▶ [Gestellte Aufgabe 1]: Gib aus dem folgenden Textauszug über die Reise durch die rumänischen Karpaten den Abschnitt unverändert aus, der mit den Worten „Aber ich muss“ beginnt und mit „oder noch nicht.“ endet.

▶ [Textauszug]:
Mittwoch, 29. Juni 2011

1. Abschnitt: Wie ich trotz und wegen der DDR (20)

Aber ich muss noch einmal zeitlich weiter zurück greifen. Schließlich ist es nicht allein eigene ausufernde Fantasie, dank derer es mir leichter fällt, mich in Bedingungen hineinzuversetzen, die es in der uns vorliegenden Welt einfach nicht gibt, egal ob nicht mehr oder noch nicht.
Im Anschluss an das Studium war mir nämlich eine Reise vergönnt, die mir in gewisser Hinsicht als eine Zeitreise vorkam. Dabei begann sie mit einem für mich typischen Reinfall. Gegen Ende des Studiums wurde ich mit einer Studentin verkuppelt, die ihre Semesterferien bereits verplant hatte. Ohne meine körperlichen Probleme zu berücksichtigen, stimmte ich spontan zu, mit ihr und ihren Freunde mitzukommen. Wir würden also durch die rumänischen Karpaten wandern. Einfach Rucksack gepackt und los. Bei den ersten Beanspruchungen meine Knie wurde dann deutlich: keine Chance. Alleine zurück? Liane hatte den rettenden Einfall. Sie trennte sich auch von den Anderen und zu zweit begann eine Tour, bei der ich nicht sagen kann, ob sie sich heute irgendwo auf der Erde wiederholen ließe ...

▶ [Gestellte Aufgabe 2]: Liefere jede Zeile des nachstehenden Listings zurück, welche die Zeichenfolge „bladed“ enthält, wobei Groß- und Kleinschreibung zu beachten ist.

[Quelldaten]
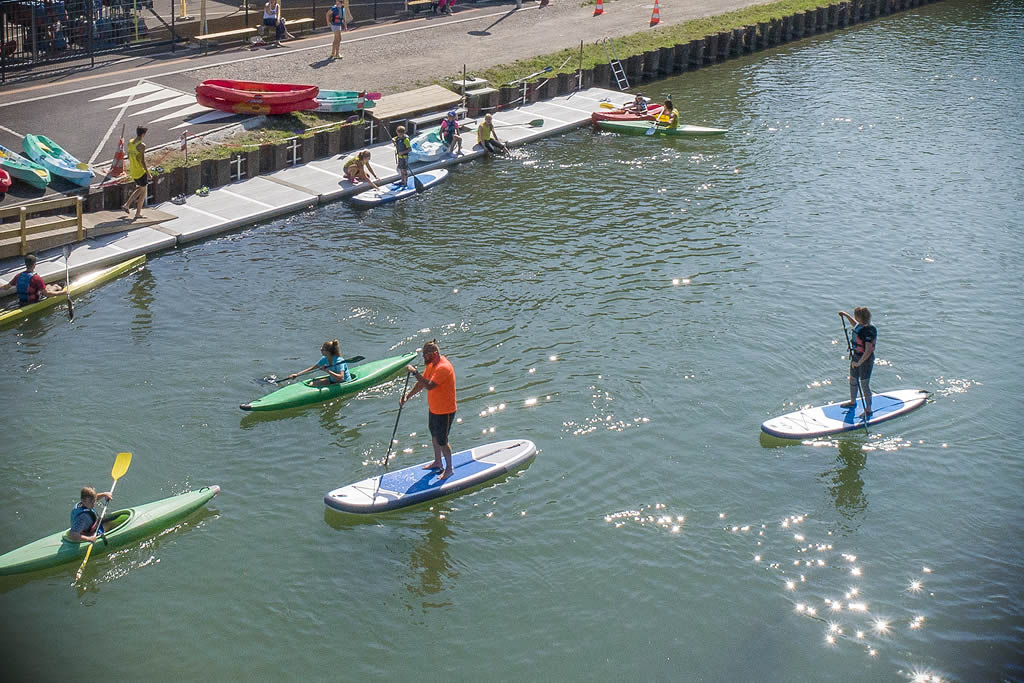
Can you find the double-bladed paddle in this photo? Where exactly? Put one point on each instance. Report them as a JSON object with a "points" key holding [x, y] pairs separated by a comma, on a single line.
{"points": [[121, 464]]}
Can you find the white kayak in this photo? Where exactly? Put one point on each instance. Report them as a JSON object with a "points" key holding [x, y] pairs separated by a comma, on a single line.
{"points": [[415, 484], [395, 190], [834, 419]]}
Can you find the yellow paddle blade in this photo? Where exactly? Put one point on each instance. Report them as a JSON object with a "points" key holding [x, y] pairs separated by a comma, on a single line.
{"points": [[121, 465]]}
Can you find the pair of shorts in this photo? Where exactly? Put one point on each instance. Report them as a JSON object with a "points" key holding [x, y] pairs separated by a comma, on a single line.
{"points": [[440, 427]]}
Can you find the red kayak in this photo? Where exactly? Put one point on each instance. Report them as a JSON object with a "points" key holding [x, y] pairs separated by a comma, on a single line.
{"points": [[253, 109], [256, 93], [625, 115]]}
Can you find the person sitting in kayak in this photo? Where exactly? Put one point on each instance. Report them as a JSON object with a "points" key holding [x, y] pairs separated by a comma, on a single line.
{"points": [[487, 138], [402, 145], [357, 169], [31, 287], [669, 118], [638, 105], [85, 524], [862, 358], [450, 133], [333, 365]]}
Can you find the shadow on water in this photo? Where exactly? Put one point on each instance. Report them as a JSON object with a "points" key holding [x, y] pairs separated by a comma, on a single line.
{"points": [[845, 483], [141, 295]]}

▶ [Antwort 1]:
Aber ich muss noch einmal zeitlich weiter zurück greifen. Schließlich ist es nicht allein eigene ausufernde Fantasie, dank derer es mir leichter fällt, mich in Bedingungen hineinzuversetzen, die es in der uns vorliegenden Welt einfach nicht gibt, egal ob nicht mehr oder noch nicht.

▶ [Antwort 2]:
Can you find the double-bladed paddle in this photo? Where exactly? Put one point on each instance. Report them as a JSON object with a "points" key holding [x, y] pairs separated by a comma, on a single line.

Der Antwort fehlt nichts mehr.